◆ Requirement ◆
Hunt through the entries for the word "hair" and copy each line in which it appears.
____ Given information
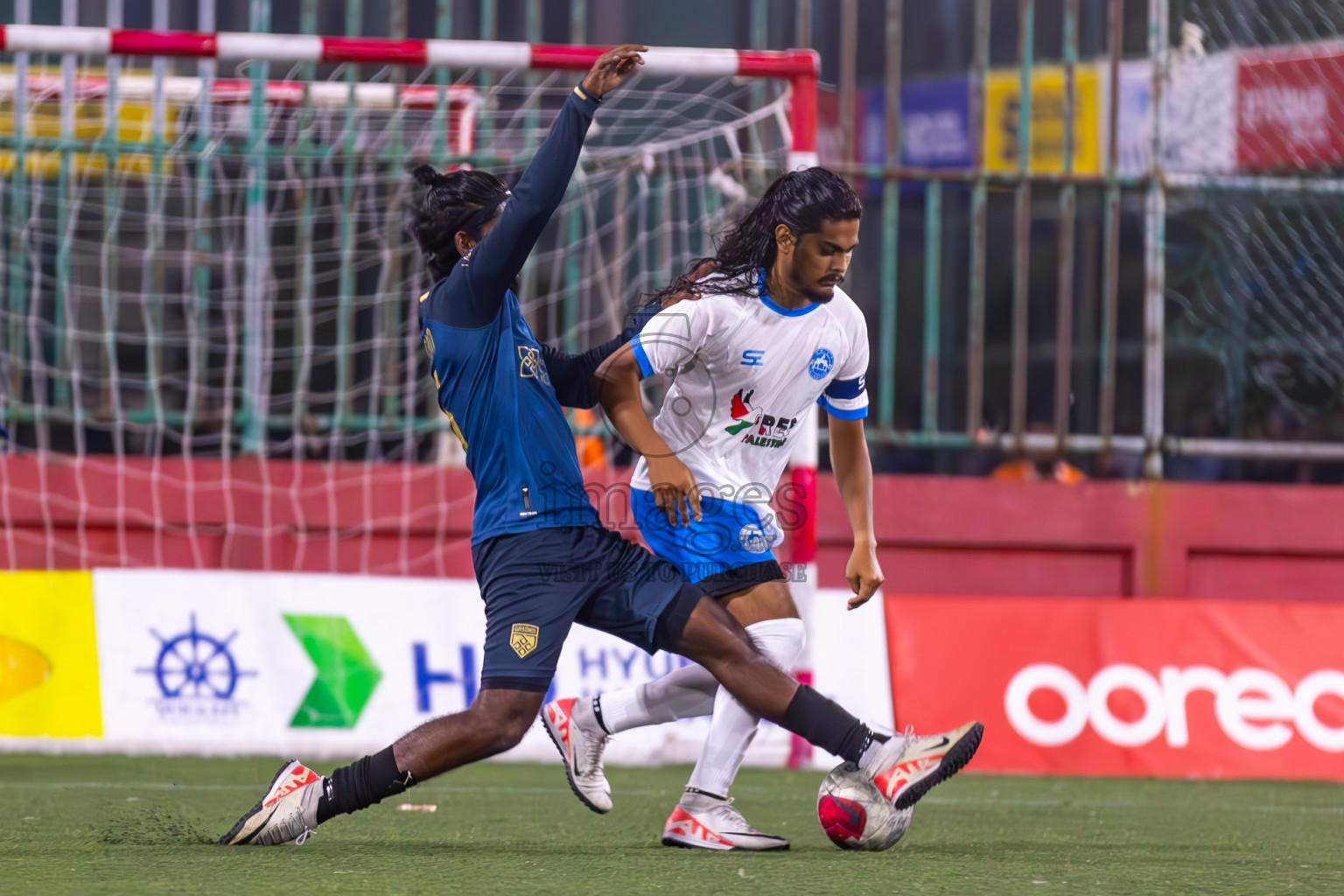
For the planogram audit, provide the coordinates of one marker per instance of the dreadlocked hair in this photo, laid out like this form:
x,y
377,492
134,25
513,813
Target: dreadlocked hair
________
____ Given information
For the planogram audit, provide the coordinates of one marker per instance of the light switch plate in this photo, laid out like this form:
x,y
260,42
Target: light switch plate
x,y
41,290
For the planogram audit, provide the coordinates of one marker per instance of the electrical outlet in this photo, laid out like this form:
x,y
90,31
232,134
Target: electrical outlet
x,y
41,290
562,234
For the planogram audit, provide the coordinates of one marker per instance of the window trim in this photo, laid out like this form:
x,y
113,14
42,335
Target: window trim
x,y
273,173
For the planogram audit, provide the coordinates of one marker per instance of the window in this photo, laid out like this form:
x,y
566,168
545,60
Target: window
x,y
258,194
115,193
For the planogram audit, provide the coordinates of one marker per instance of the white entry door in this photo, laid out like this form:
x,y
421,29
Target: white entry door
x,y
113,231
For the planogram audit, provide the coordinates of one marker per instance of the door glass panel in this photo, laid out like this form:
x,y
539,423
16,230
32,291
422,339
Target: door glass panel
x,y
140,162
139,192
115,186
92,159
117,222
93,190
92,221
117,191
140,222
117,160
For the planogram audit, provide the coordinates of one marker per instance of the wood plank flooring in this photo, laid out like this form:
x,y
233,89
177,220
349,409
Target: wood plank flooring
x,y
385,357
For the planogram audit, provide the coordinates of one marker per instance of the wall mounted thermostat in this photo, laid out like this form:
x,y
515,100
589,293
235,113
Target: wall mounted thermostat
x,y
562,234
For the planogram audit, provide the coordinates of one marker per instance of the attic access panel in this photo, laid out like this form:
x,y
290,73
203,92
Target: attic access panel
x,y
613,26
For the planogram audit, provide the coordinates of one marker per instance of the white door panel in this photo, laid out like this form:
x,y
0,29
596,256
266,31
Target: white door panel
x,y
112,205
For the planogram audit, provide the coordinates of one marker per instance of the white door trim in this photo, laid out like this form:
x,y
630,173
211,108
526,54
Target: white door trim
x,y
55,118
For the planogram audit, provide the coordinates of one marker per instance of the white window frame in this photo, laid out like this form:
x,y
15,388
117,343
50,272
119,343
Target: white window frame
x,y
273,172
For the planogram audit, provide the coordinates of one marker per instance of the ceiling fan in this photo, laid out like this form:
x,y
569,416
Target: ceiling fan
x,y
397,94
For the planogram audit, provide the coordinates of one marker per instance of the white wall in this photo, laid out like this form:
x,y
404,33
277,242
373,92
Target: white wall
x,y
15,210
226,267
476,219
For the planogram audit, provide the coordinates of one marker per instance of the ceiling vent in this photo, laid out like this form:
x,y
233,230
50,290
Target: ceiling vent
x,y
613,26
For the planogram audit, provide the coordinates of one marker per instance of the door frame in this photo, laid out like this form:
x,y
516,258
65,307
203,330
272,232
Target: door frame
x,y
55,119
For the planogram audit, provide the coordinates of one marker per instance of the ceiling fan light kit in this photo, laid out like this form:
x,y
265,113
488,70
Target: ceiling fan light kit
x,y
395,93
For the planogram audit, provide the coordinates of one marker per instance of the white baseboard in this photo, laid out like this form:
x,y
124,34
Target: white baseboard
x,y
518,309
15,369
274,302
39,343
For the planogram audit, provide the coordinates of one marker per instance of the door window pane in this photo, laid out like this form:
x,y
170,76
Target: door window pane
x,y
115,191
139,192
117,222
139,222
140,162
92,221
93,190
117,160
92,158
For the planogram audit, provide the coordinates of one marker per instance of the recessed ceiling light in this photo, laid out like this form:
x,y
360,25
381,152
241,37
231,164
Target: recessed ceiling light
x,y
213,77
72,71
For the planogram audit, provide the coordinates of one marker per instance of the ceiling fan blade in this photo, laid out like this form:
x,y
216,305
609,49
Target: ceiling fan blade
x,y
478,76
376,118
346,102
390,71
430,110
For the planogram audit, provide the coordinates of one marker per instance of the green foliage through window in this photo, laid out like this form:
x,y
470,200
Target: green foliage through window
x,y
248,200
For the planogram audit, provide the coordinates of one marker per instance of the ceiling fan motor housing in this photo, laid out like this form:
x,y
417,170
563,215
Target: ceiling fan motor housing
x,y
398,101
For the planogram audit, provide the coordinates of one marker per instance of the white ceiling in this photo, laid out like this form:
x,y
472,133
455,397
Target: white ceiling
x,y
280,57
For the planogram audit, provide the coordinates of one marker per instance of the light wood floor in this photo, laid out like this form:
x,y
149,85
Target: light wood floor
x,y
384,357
________
____ Given information
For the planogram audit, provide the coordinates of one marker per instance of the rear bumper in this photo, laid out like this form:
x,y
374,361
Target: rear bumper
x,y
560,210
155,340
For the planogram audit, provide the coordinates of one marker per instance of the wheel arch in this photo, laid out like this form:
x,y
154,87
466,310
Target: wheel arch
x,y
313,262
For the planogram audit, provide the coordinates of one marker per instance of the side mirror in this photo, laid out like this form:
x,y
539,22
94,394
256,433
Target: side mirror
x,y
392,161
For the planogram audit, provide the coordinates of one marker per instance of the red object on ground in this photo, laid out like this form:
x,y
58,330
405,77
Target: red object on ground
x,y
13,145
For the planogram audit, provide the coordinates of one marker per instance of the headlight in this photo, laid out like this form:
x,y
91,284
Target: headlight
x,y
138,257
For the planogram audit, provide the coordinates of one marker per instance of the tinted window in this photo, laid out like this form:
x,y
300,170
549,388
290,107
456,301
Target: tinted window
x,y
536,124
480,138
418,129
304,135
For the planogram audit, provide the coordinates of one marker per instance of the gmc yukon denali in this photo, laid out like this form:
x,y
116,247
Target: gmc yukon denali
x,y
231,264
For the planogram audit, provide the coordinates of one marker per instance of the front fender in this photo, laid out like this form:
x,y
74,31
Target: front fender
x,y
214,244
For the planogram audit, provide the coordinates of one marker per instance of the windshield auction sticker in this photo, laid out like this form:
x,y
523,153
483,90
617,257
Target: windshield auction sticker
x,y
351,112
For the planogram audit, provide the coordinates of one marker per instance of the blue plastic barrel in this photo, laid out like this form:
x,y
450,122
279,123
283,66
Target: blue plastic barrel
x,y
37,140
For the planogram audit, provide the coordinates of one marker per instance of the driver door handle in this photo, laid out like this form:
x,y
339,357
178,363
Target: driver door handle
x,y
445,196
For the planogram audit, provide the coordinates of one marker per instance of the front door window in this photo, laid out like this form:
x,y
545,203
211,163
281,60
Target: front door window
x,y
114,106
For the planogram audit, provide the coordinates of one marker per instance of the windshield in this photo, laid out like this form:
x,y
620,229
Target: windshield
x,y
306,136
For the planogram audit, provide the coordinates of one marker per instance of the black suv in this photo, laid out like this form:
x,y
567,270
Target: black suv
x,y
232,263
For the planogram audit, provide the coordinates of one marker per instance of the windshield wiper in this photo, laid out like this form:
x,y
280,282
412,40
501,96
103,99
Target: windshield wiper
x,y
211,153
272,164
________
◆ Response ◆
For the planogram audit, provide the coordinates of one marker per instance of the dreadlocked hair in this photo, laid out like this form:
Target: dreadlocked hair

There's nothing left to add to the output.